▶ DATA SUPPLIED
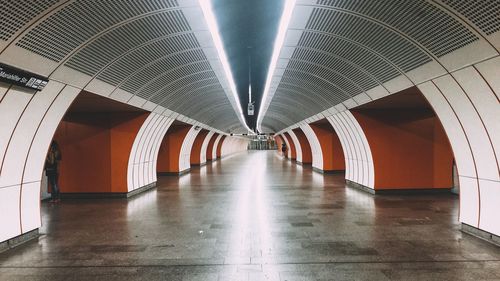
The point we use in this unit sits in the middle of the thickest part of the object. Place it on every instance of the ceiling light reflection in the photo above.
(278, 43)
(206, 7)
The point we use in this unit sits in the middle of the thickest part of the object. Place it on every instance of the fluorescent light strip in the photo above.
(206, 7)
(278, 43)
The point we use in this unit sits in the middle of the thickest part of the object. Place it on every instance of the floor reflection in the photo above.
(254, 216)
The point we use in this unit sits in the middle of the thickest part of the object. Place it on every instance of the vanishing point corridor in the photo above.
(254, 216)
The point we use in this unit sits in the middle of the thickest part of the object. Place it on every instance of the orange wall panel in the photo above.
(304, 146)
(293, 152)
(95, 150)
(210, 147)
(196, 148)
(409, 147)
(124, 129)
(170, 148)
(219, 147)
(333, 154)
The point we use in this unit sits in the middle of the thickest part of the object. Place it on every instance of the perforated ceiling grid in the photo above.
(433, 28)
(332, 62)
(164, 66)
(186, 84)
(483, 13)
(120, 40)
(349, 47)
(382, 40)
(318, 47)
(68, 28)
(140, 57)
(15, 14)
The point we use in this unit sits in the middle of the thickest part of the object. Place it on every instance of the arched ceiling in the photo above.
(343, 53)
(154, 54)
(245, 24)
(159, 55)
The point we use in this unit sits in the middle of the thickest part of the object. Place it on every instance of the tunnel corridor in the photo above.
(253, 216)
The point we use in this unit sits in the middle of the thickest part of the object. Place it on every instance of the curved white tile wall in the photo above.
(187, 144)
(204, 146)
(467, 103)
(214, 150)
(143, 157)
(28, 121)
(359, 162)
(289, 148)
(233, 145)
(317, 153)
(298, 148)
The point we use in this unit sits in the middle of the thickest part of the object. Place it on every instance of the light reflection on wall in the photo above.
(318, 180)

▶ WRITTEN PROBLEM
Reproduce everything from the line containing "panel in the photo above." down to the end of the records, leaving every line without coordinates unchanged and multiplying each coordinate in the answers by 1.45, rounded to the nearest whole number with halves rounded up. Give only those lines.

▶ ANSWER TO THIS PROBLEM
The point we use in this unit sits in the middle of the thickest part of the object. Place it on every instance of the orange wall panel in the photo above.
(441, 212)
(425, 220)
(138, 218)
(305, 213)
(284, 215)
(593, 213)
(180, 187)
(247, 215)
(318, 213)
(483, 223)
The point we use in this unit sits in the middle of the thickest part of the object. Place it on every instance of the perforated ceiling grid in the photo above.
(628, 41)
(481, 90)
(238, 96)
(270, 122)
(700, 19)
(174, 58)
(506, 68)
(554, 58)
(461, 68)
(99, 41)
(203, 83)
(22, 20)
The point we use in this unit sits in the middle of the thickest part of the object. Place it on every instance of the arched ceiling in the photo above.
(497, 77)
(223, 78)
(355, 35)
(231, 80)
The point we use in this unit sits in the middle of the thickest part of the object. Place it on every instance of the tunnel corridor in the photo above.
(367, 313)
The point we use in this unit sits in the middle of the thickest part of the object. Place it on every instance of the curved white tile wall in the photo above.
(271, 209)
(296, 212)
(677, 149)
(310, 218)
(207, 228)
(41, 175)
(521, 235)
(419, 215)
(338, 210)
(460, 222)
(432, 215)
The point we use in this unit sits in the middle of the thickest part of the object. Place it on every instance of the light reflection on wall in the photo above.
(461, 261)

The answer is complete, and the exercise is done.